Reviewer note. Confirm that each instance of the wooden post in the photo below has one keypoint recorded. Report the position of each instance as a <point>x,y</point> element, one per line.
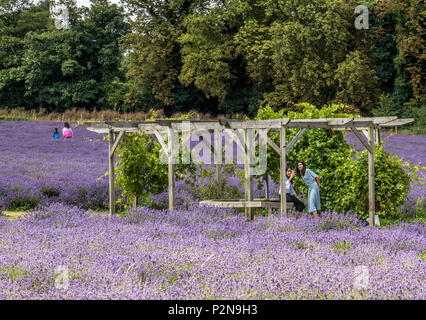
<point>171,172</point>
<point>378,136</point>
<point>218,154</point>
<point>371,176</point>
<point>111,174</point>
<point>247,174</point>
<point>283,207</point>
<point>134,202</point>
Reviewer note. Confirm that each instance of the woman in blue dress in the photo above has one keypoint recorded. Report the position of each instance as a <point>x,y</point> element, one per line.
<point>312,181</point>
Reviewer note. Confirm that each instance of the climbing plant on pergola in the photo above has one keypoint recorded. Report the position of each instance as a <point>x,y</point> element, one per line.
<point>367,130</point>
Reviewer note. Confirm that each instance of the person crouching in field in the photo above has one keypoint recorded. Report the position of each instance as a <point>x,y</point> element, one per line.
<point>56,134</point>
<point>312,181</point>
<point>290,194</point>
<point>67,131</point>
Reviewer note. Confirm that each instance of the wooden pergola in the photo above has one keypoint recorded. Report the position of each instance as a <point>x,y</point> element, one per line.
<point>367,130</point>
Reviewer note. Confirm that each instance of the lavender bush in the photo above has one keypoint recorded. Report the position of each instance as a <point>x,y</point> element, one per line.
<point>206,253</point>
<point>35,168</point>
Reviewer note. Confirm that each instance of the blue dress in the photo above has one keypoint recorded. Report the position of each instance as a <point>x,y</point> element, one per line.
<point>314,202</point>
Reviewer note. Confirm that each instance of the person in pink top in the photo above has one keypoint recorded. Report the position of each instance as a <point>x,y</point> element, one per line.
<point>67,131</point>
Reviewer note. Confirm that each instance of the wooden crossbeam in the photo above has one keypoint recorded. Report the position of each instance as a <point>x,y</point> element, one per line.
<point>295,139</point>
<point>181,144</point>
<point>397,122</point>
<point>361,138</point>
<point>273,145</point>
<point>163,144</point>
<point>116,142</point>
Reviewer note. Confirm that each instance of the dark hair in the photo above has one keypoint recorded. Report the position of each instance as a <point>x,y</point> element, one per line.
<point>301,173</point>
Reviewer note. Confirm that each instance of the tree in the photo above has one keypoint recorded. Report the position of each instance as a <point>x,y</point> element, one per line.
<point>75,68</point>
<point>17,19</point>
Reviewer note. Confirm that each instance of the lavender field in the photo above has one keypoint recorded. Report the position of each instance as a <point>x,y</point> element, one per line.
<point>192,253</point>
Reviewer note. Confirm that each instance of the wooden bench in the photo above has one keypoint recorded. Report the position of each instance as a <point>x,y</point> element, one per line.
<point>258,203</point>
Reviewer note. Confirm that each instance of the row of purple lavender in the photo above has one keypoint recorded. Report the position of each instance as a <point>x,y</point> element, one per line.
<point>35,168</point>
<point>62,252</point>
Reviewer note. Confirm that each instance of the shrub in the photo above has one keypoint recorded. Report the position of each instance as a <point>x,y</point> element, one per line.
<point>343,173</point>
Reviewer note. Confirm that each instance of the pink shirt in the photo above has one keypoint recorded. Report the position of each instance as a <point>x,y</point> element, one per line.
<point>67,133</point>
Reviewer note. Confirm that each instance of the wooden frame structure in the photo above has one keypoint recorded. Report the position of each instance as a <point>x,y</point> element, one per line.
<point>367,130</point>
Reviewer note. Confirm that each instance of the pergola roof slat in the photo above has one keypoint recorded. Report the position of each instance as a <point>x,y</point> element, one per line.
<point>269,124</point>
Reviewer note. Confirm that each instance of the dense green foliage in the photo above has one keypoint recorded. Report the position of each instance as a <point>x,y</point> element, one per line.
<point>343,173</point>
<point>227,56</point>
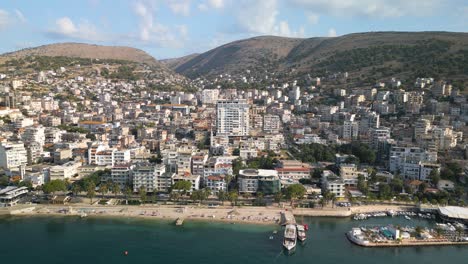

------

__THE PROBLEM__:
Give all of the material again, exactly, apart from the pictures.

__TASK RESULT__:
Reviewer note. Confirm that each instance of the wooden post in the photo below has one keypoint recorded. Report the position of each instance as a <point>x,y</point> element, one per line.
<point>171,172</point>
<point>378,136</point>
<point>218,154</point>
<point>371,176</point>
<point>111,174</point>
<point>247,174</point>
<point>283,207</point>
<point>134,202</point>
Reviewer note. Confirm that each instance of the woman in blue dress in the photo above has one keypoint recorded. Report the position of each instance as a <point>x,y</point> element, one per line.
<point>312,181</point>
Reviewer note. Confirm that each instance of the climbing plant on pergola in the photo above has one keypoint recorded. Report the position of each instance as a <point>x,y</point> element, one per line.
<point>367,130</point>
Reviewer note. Confirm that each instance of the person crouching in field in the photo above has one keypoint recorded. Report the position of each instance as a <point>x,y</point> element, one per line.
<point>56,134</point>
<point>312,181</point>
<point>290,194</point>
<point>67,131</point>
Reviewer note. Confirm that each instance of the wooden pergola in the photo above has one keypoint recorded. Report the position of each instance as a <point>x,y</point> element, one per line.
<point>367,130</point>
Reviewer note. Confirm that each instance of the lavender bush in the photo above has one keypoint recorded. Report the position of each instance as a <point>x,y</point> element, one per line.
<point>206,253</point>
<point>35,168</point>
Reviewer note. Confirm that each instance of the blue dress in the photo above has one keypoint recorded. Report the position of each instance as a <point>x,y</point> element, one per line.
<point>314,202</point>
Reviewer note. Confirm that each instance of the person in pink top in the photo above has one keypoint recorded. Report the position of each instance as a <point>x,y</point> element, one per line.
<point>67,131</point>
Reviewer note. Confirm that each instance of the wooden crossbeam in the photo above has one keypoint recorded. Report the position of each instance as a <point>x,y</point> element, one per line.
<point>295,139</point>
<point>181,144</point>
<point>397,122</point>
<point>361,138</point>
<point>273,145</point>
<point>163,144</point>
<point>116,142</point>
Reviewer note. Confirm that each instance of the dark hair in the photo above has one keypoint recorded. Report the position of each instance as a <point>x,y</point> element, one per line.
<point>301,173</point>
Reviewer note. Confirm that each instance of the tree in the photo above has one keypoint recorded. Report the position of each instance as a <point>x,y</point> element, one per line.
<point>75,68</point>
<point>17,19</point>
Reviewer note. Confirm that each instance of the lavender field in the photo above has one keypoint recorded. Report the position of each instance as a <point>x,y</point> element, one per line.
<point>192,253</point>
Reviewer note. Confirm that each instance of the wooden bench in the photo above has one keypoint recorded. Report the position of each instance as a <point>x,y</point> element, one per line.
<point>258,203</point>
Reviewer note. Confirm that each instance of the row of purple lavender in the photo above has one keypoint recorded. Report the position of each instance as a <point>x,y</point> element, one per line.
<point>35,168</point>
<point>62,252</point>
Reviewer note. Confirm that each instance of the shrub in the photo above has one keypoint recorded. Report the position of each instance as a <point>x,y</point> element, one per line.
<point>343,173</point>
Reviewer note. Confirm that each instance of the pink shirt in the photo above has one keypoint recorded. Report the position of each instance as a <point>x,y</point> element, one per line.
<point>67,133</point>
Reviewer note. Confirm that each instance of the wooden frame structure in the photo above has one keypoint recorded. Report the position of each instance as a <point>x,y</point> element, one per line.
<point>367,130</point>
Reviewer note. Confirm that each instance of the pergola roof slat in the photo above has one keypoint recorded. Report the position of each instance as a <point>x,y</point> element, one per line.
<point>269,124</point>
Reviewer note. Confirm that each instance of the dense green foliage in the photo above has one keypoint recorded. Report the position of each instance as a <point>x,y</point> element, one per line.
<point>343,173</point>
<point>227,56</point>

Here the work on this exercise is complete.